- [What is asked]
[1] Print the part of the post about queues and reserves that opens with the words containing "I've already had" and closes with "and RP games.".
[2] Answer these questions using the post about queues and reserves:
(a) On what date was the post written?
(b) According to the post, what is the purpose of the reserve list?
(c) Which character does the writer hold a reserve for?
[3] Pick up the post about queues and reserves after its final sentence and carry it on.
++++ Passage
Apr. 18th, 2011 10:13 pm
sheikah: (Default)
I've already had a couple come to me about this and I want to put my own words out in the open in case something gets around that I didn't say just because that's the nature of large groups and RP games.

I do not get hung up on queues. If I have someone I really want to app, can't live without, I reserve them. That is the purpose of the reserve list. If I feel the need to ask someone else about their queue, it's out of respect for them and not me, because I'm not fussed about it really. So while I appreciate everyone telling me there's someone who has interest in Jon Snow at TR, I'm not fussed, it's not going to be drama and I don't want it to be drama. I have a reserve for Gwen Cooper, who is the only character I want to app for the foreseeable future. If it changes, I'll change my reserve.
++++++++
++++ Record extracts
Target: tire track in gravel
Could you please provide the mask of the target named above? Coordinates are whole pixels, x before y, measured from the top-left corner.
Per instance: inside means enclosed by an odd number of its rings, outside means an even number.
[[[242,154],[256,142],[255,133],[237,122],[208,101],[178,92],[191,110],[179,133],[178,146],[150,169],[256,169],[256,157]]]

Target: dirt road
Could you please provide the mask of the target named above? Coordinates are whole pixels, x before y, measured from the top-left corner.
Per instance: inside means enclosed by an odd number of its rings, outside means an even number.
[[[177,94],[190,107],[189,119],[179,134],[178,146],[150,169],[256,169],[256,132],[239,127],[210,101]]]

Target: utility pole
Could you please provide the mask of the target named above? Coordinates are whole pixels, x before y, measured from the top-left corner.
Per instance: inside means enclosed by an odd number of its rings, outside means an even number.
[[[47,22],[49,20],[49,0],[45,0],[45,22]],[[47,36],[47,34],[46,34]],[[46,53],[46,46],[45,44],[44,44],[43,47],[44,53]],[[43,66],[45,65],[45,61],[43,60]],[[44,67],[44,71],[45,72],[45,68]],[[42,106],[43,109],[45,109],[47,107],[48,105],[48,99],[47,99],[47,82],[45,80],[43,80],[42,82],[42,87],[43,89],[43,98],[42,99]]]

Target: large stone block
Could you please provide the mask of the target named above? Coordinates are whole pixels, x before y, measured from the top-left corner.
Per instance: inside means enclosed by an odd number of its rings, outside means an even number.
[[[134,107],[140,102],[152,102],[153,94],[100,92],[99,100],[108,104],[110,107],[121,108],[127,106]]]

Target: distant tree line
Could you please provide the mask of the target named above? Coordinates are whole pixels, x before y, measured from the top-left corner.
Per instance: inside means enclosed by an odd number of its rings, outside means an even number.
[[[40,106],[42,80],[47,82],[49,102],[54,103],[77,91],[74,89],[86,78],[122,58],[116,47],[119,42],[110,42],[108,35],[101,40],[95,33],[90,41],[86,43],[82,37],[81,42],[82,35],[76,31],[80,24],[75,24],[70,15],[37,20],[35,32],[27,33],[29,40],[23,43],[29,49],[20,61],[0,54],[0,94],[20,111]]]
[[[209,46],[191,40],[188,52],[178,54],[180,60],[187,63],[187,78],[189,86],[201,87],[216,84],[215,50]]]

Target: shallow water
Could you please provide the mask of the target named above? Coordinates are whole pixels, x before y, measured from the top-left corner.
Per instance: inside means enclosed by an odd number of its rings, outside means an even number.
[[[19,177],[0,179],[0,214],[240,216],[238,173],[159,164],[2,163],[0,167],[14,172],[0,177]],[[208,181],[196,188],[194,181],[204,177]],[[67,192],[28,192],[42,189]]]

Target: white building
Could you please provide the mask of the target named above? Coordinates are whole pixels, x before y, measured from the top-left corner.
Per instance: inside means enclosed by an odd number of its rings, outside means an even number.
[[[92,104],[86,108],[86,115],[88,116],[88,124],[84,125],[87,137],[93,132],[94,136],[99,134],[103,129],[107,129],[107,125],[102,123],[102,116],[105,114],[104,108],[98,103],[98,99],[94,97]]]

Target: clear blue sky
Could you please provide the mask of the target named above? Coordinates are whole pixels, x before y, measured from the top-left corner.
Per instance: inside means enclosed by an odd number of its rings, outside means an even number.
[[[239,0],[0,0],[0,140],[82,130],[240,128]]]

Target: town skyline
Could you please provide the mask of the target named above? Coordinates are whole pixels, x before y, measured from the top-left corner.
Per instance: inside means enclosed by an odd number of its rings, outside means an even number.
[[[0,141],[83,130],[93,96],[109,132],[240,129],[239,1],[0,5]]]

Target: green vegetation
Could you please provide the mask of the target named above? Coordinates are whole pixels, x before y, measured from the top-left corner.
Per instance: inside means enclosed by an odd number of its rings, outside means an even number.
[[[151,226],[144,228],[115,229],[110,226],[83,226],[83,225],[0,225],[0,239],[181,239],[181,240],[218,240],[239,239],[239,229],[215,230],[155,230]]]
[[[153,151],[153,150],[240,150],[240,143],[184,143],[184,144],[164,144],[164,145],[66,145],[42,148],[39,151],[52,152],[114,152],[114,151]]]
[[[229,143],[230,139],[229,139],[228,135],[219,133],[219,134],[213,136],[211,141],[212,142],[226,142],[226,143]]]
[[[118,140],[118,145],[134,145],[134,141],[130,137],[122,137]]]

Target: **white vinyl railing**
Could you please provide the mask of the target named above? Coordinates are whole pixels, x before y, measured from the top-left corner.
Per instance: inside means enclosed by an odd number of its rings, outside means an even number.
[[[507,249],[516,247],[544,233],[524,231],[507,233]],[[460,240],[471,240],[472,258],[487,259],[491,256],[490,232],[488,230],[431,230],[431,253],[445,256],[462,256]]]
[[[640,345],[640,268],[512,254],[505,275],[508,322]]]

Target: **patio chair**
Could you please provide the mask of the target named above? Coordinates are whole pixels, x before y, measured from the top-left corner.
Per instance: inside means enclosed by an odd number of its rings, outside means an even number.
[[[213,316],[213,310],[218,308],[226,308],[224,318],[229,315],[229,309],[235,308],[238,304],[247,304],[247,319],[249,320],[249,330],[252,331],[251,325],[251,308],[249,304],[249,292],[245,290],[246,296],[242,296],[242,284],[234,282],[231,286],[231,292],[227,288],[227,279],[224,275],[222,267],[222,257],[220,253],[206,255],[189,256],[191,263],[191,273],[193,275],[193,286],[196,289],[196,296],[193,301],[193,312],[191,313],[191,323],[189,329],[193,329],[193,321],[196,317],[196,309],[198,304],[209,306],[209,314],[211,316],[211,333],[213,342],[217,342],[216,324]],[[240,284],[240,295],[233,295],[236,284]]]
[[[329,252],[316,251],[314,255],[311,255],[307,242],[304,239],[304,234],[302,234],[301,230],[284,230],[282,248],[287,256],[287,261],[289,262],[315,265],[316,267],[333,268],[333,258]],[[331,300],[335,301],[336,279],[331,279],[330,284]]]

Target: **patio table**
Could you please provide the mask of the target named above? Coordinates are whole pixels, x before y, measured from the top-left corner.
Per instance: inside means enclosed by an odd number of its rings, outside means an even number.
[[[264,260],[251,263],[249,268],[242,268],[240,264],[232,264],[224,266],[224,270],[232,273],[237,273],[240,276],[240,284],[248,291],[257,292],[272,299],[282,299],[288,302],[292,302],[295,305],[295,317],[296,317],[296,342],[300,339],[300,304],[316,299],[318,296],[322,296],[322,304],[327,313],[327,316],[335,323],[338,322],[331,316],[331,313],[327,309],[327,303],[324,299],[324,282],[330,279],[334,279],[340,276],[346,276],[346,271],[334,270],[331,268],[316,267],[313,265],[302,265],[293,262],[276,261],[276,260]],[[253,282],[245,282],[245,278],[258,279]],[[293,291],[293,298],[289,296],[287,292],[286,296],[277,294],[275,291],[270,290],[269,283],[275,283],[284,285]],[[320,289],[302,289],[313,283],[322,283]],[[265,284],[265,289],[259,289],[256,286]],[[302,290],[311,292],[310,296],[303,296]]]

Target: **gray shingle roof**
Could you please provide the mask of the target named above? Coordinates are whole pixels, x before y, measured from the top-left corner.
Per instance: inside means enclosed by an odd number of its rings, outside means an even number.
++++++++
- [Task-by-task results]
[1]
I've already had a couple come to me about this and I want to put my own words out in the open in case something gets around that I didn't say just because that's the nature of large groups and RP games.

[2]
(a) Apr. 18th, 2011
(b) To reserve someone the writer really wants to app and can't live without
(c) Gwen Cooper

[3]
This isn't to call anyone out and like I said, I had more than one person come to me with this concern. I know the people who did come to me did so out of a desire to keep me informed in case it was something I'd be upset about and I appreciate that, but guys, it's just a game. I'm cool. I can't have a hold on a character I've neither apped nor reserved, you know?

The only thing that would make me angry would be something getting around that I am bothered about it and/or hold ill will against someone who does want to app Jon, so I want it out in public that I absolutely in no way do and never would. I can't be possessive over something that's a possibility and I wouldn't.

That said, I thought Game of Thrones was awesome and it's cool to see some interest picking up in a fandom I like.